**SET EXERCISE 1**
Please retype the benchmarking notebook text word for word, starting with "This notebook is" and going on through "rainfall and temperature.".
**SET EXERCISE 2**
Summarize the benchmarking notebook text in two sentences.

**PAGE EXCERPT**
# Benchmarking

This notebook is an attempt to look at ways of optimizing the execution of `pyDEM` code over large numbers of independent timeseries. The specific application is the use of EDM approaches to examine the predicatbility of seasonal NDVI dynamics across East Africa using trajectories of rainfall and temperature.

Approaches to optimizing the code will include:

- Storage of the data in a row-centric format that allows for rapid querying of data in dask.
- Possibly speeding up the `pyEDM` routines by cutting out extra analysis (e.g. model testing code)
- Some other stuff we've not thought of yet.

**DATASET EXTRACT**
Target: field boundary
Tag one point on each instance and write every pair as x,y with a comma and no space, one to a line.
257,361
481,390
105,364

**WRITTEN ANSWER 1**
This notebook is an attempt to look at ways of optimizing the execution of `pyDEM` code over large numbers of independent timeseries. The specific application is the use of EDM approaches to examine the predicatbility of seasonal NDVI dynamics across East Africa using trajectories of rainfall and temperature.

**WRITTEN ANSWER 2**
The notebook looks at ways to optimize running the code over large numbers of independent timeseries, for an application that uses EDM approaches to examine how predictable seasonal NDVI dynamics across East Africa are from rainfall and temperature trajectories. The planned approaches are storing the data in a row-centric format for rapid querying in dask, possibly speeding up the `pyEDM` routines by cutting out extra analysis such as model testing code, and other ideas not yet thought of.